__Text segment__.
American businessman

Mike A. Horton is an American engineer and founder of a company producing sensor technology and sensor-based systems.

==Biography==
Mike Horton was born October 23, 1973, in Austin, Texas, the second of two children of Claude Wendell Horton Jr. and Elisabeth Alice Becker.

Horton received a B.S. and an M.S. in electrical engineering from the University of California at Berkeley.

== Company==

Following Horton's graduation, he co-founded Crossbow Technology in 1995 with his advisor A. Richard Newton. In 2003, MIT Technology Review magazine named him as one of the top young innovators under 35.

After exploring potential uses of silicon microelectromechanical systems sensor technology and experimenting with early acceleration sensors from the Berkeley Sensor and Actuator Sensor as well as commercial prototypes from Analog Devices, Horton and Newton formed a company to design and build products based on MEMS sensor technology. Crossbow Technology was founded in August, 1995. The company's initial vision was to leverage microelectromechanical systems-based sensor technology for motion-based input devices which are now used in video game systems such as the Nintendo Wii.

__Supplied material__.
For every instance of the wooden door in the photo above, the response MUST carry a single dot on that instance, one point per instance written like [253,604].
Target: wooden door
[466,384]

__Your goal__. Print everything in the text about Mike Horton from "Following Horton's graduation, he" down to "the Nintendo Wii.", copied word for word.

__Your response__.
Following Horton's graduation, he co-founded Crossbow Technology in 1995 with his advisor A. Richard Newton. In 2003, MIT Technology Review magazine named him as one of the top young innovators under 35.

After exploring potential uses of silicon microelectromechanical systems sensor technology and experimenting with early acceleration sensors from the Berkeley Sensor and Actuator Sensor as well as commercial prototypes from Analog Devices, Horton and Newton formed a company to design and build products based on MEMS sensor technology. Crossbow Technology was founded in August, 1995. The company's initial vision was to leverage microelectromechanical systems-based sensor technology for motion-based input devices which are now used in video game systems such as the Nintendo Wii.